— Start —

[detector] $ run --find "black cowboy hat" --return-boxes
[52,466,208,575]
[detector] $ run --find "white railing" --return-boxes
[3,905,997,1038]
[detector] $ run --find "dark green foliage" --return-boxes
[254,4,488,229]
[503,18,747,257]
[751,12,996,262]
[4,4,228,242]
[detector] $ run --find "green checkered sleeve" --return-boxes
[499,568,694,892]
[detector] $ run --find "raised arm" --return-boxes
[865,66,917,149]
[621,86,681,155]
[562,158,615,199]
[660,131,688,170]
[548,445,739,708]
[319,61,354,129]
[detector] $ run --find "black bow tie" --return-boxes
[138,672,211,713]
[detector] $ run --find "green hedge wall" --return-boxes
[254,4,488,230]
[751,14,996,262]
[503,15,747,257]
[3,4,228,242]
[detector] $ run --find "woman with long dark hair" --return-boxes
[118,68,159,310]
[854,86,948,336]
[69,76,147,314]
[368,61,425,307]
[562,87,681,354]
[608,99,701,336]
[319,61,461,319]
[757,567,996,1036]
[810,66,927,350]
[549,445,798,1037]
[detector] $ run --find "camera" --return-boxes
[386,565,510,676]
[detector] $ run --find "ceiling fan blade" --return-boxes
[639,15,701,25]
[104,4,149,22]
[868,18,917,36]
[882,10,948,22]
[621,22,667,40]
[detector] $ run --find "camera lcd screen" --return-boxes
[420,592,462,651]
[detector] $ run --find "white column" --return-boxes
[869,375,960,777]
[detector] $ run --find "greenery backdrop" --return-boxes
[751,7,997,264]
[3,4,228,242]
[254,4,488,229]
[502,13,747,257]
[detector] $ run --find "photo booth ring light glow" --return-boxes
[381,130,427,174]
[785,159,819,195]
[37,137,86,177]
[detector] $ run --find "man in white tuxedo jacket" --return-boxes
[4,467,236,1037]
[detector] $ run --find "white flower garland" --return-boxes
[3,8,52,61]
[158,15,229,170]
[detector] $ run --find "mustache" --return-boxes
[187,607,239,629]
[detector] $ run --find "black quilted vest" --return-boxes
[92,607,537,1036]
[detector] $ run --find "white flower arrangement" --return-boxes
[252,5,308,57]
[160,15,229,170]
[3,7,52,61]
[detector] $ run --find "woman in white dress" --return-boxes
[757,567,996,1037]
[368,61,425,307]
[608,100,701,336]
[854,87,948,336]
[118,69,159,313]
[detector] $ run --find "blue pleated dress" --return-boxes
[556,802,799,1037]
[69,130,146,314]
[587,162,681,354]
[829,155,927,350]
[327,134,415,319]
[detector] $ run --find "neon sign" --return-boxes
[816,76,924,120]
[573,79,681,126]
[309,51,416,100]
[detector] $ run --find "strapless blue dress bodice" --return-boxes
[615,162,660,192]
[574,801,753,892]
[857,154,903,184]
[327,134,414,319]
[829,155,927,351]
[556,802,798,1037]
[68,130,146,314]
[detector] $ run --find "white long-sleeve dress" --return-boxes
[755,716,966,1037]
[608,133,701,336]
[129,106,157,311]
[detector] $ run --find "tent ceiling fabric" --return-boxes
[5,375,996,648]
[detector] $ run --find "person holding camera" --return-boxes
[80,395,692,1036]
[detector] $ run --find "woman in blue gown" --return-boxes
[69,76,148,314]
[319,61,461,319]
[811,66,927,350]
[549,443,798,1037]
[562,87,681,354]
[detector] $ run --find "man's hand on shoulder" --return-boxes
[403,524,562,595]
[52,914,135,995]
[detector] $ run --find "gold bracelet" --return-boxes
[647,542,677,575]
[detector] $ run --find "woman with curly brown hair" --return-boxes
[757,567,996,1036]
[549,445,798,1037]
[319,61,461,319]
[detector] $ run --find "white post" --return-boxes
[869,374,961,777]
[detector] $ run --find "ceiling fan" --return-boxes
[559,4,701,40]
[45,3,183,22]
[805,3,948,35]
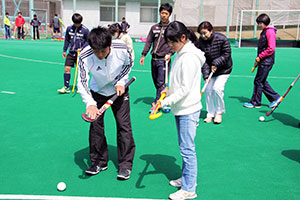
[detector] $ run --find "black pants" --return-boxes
[33,26,40,40]
[89,90,135,170]
[250,65,280,106]
[151,59,171,103]
[18,26,25,39]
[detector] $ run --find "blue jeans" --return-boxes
[175,110,200,192]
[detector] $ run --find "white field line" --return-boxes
[0,195,164,200]
[0,91,16,94]
[0,54,296,79]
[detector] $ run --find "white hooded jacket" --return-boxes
[161,42,205,115]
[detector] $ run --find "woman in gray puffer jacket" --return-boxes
[197,21,232,124]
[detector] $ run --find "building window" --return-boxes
[140,3,158,23]
[100,2,126,22]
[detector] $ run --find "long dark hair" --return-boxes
[197,21,214,33]
[164,21,198,46]
[108,23,122,35]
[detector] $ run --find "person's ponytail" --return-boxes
[187,29,198,47]
[164,21,198,46]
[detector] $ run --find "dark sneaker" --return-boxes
[117,169,131,180]
[85,164,107,175]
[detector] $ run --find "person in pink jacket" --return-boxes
[244,14,280,108]
[16,12,25,40]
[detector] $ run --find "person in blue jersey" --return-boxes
[57,13,89,94]
[77,27,135,180]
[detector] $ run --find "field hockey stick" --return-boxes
[72,48,81,94]
[266,74,300,116]
[149,92,166,120]
[251,59,260,73]
[149,61,170,120]
[200,71,214,96]
[81,77,136,122]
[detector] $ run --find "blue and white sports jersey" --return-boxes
[77,40,133,106]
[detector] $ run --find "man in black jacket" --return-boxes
[198,21,232,124]
[140,3,174,110]
[57,13,89,94]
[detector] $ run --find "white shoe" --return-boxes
[169,190,197,200]
[170,178,182,187]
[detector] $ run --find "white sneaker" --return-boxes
[169,190,197,200]
[170,177,182,187]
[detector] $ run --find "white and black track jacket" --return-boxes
[77,40,133,107]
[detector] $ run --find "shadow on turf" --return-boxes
[281,150,300,163]
[133,97,154,105]
[74,145,118,179]
[135,154,181,189]
[259,110,300,128]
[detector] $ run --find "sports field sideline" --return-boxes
[0,40,300,200]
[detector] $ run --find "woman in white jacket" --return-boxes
[160,21,205,199]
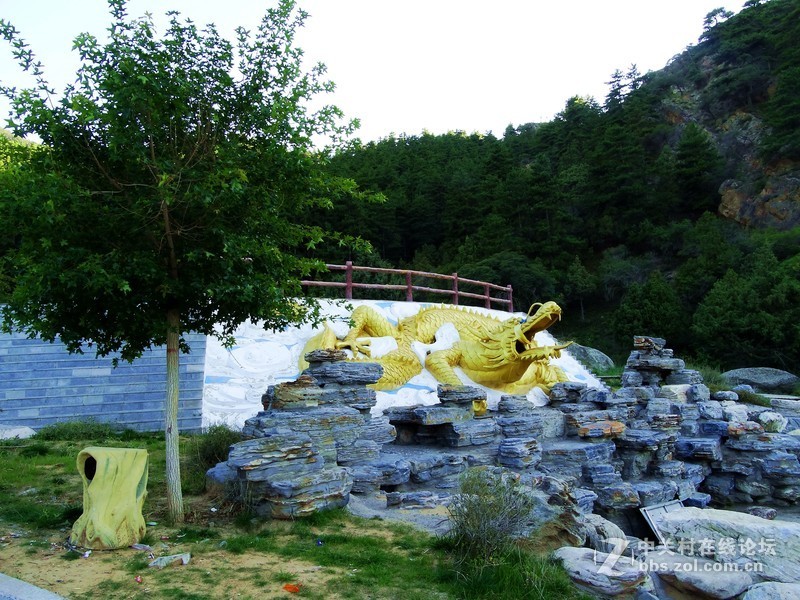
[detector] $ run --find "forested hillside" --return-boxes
[315,0,800,370]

— End —

§ PROBLEM REQUIREMENTS
Reproduce every line of the material above word for word, leaving the pictures out of your answer.

§ EXPECTED ANSWER
[detector] $ run --find "black cowboy hat" --return-boxes
[52,466,208,575]
[detector] $ run --find "white railing" --return-boxes
[3,905,997,1038]
[detector] $ run --find "dark green foliage" --return-boxes
[254,4,488,229]
[503,18,747,257]
[751,12,996,262]
[4,4,228,242]
[detector] $ run --find "green checkered sleeve" --return-boxes
[499,568,694,892]
[detector] $ run --find "raised arm" --return-boxes
[865,66,917,149]
[621,86,681,155]
[562,158,615,199]
[660,131,688,170]
[548,445,739,708]
[319,61,354,129]
[detector] $ run --find "black bow tie" --return-boxes
[138,672,211,713]
[detector] $ run --find "green hedge wall" --return-boxes
[254,4,488,230]
[751,14,996,262]
[503,15,747,257]
[3,4,228,242]
[detector] $ run --find "woman with long dark hair" --return-boxes
[118,68,159,310]
[854,86,948,336]
[69,76,147,314]
[368,61,425,307]
[562,87,681,354]
[608,99,701,336]
[319,61,461,319]
[757,567,996,1036]
[810,66,927,350]
[549,445,798,1037]
[detector] $ run --find "camera" --return-boxes
[386,565,510,676]
[detector] $ run --find "ceiling fan blade" --return-boxes
[639,15,701,25]
[104,4,149,22]
[868,18,917,36]
[882,10,948,22]
[621,22,667,40]
[detector] $ run --find "camera lcd screen" --return-boxes
[420,592,462,651]
[detector] $ run --find "white column" --return-boxes
[869,375,960,777]
[detector] $ run --find "greenery backdrop" --return-boxes
[751,7,997,264]
[3,4,228,242]
[254,4,488,229]
[502,13,747,257]
[detector] $ run --find "photo booth ring light glow" --return-boxes
[381,130,427,174]
[785,159,819,195]
[37,137,86,177]
[detector] $ run --find "man in white tuxedo jacket" --return-boxes
[4,467,236,1037]
[detector] $ run --find "white flower garland" --return-boxes
[3,8,52,61]
[158,15,229,170]
[detector] $ run --find "mustache" --return-boxes
[187,607,239,629]
[detector] $ run --find "black quilted vest" --return-boxes
[92,607,537,1036]
[detector] $ run --find "white flower arrangement" --return-boxes
[252,5,308,57]
[160,15,229,170]
[3,7,52,61]
[detector] $ run --find "woman in white dress" --return-boxes
[757,567,996,1037]
[368,61,425,307]
[608,100,701,336]
[854,87,948,336]
[118,69,159,313]
[detector] $ run --find "blue pleated dress" --return-boxes
[556,802,799,1037]
[69,130,146,314]
[587,162,681,354]
[829,155,927,350]
[327,134,415,319]
[detector] $ run --find "neon sign" --return-boxes
[816,76,924,120]
[573,79,681,126]
[309,51,416,100]
[detector] $ run --find "strapless blue dress bodice" --return-boxes
[615,162,660,192]
[574,801,753,892]
[857,154,903,184]
[327,134,414,319]
[829,155,927,351]
[556,802,798,1037]
[68,130,146,314]
[detector] $ run --find "white long-sleeve dress" --return-boxes
[755,716,966,1037]
[608,133,701,336]
[129,106,157,311]
[detector] $ run --find "tent ceiling fabric" --return-boxes
[5,375,996,648]
[detector] $ run --find "person holding camera" --return-boxes
[80,395,692,1036]
[detector] $ run --find "woman in blue gown" --return-boxes
[69,76,148,314]
[319,61,461,319]
[811,66,927,350]
[549,443,798,1037]
[562,87,681,354]
[detector] $ run --find "man's hand on shoulder" --return-boxes
[403,524,562,595]
[52,914,135,995]
[detector] $ run --find "gold bracelet" --return-boxes
[647,542,677,575]
[detector] $ run --find "woman with curly brown hair" --return-boxes
[757,567,996,1036]
[549,445,798,1037]
[319,61,461,319]
[detector] $ run --find "white post" --return-boxes
[869,374,961,777]
[detector] $ run --find "ceiling fan" --return-boxes
[559,4,701,40]
[45,3,183,22]
[805,3,948,35]
[detector] $ run --find "black pants" --return-boxes
[33,26,40,40]
[89,90,135,170]
[250,65,280,106]
[151,59,171,103]
[18,26,25,39]
[detector] $ run --find "blue jeans" --return-boxes
[175,110,200,192]
[detector] $ run --find "white field line" --return-boxes
[0,195,164,200]
[0,91,16,94]
[0,54,296,79]
[detector] $ run --find "white hooded jacket" --return-boxes
[161,42,205,115]
[detector] $ run --find "woman in gray puffer jacket" --return-boxes
[197,21,232,124]
[detector] $ run --find "building window" --return-boxes
[140,3,158,23]
[100,2,126,22]
[detector] $ run --find "long dark hair" --return-boxes
[197,21,214,33]
[164,21,198,46]
[108,23,122,35]
[detector] $ run --find "person's ponytail" --return-boxes
[187,29,198,47]
[164,21,198,46]
[detector] $ run --find "dark sneaker" --return-boxes
[117,169,131,180]
[85,164,107,175]
[detector] $ run --find "person in pink jacket" --return-boxes
[244,14,280,108]
[16,12,25,40]
[detector] $ run --find "person in blue jersey" --return-boxes
[57,13,89,94]
[77,27,135,180]
[detector] $ run --find "field hockey stick" --return-boxes
[72,48,81,94]
[266,74,300,116]
[149,92,166,120]
[251,59,260,73]
[149,61,170,120]
[200,71,214,96]
[81,77,136,122]
[detector] $ run --find "blue and white sports jersey" --return-boxes
[77,40,133,106]
[detector] $ run --find "man in black jacket" --return-boxes
[198,21,232,124]
[140,3,174,110]
[57,13,89,94]
[detector] $ run --find "white shoe" --return-boxes
[169,190,197,200]
[170,178,182,187]
[detector] $ run --find "white sneaker" --return-boxes
[169,190,197,200]
[170,177,182,187]
[detector] $ run --find "white and black track jacket" --return-boxes
[77,40,133,107]
[detector] $ run --find "shadow on turf" --return-boxes
[281,150,300,163]
[133,97,154,105]
[74,145,118,179]
[135,154,181,189]
[259,110,300,128]
[detector] $ run --find "sports field sideline" --return-boxes
[0,40,300,200]
[detector] $ run --find "woman in white jacket" --return-boxes
[160,21,205,199]
[detector] $ run --find "forested hillside" --return-boxes
[315,0,800,370]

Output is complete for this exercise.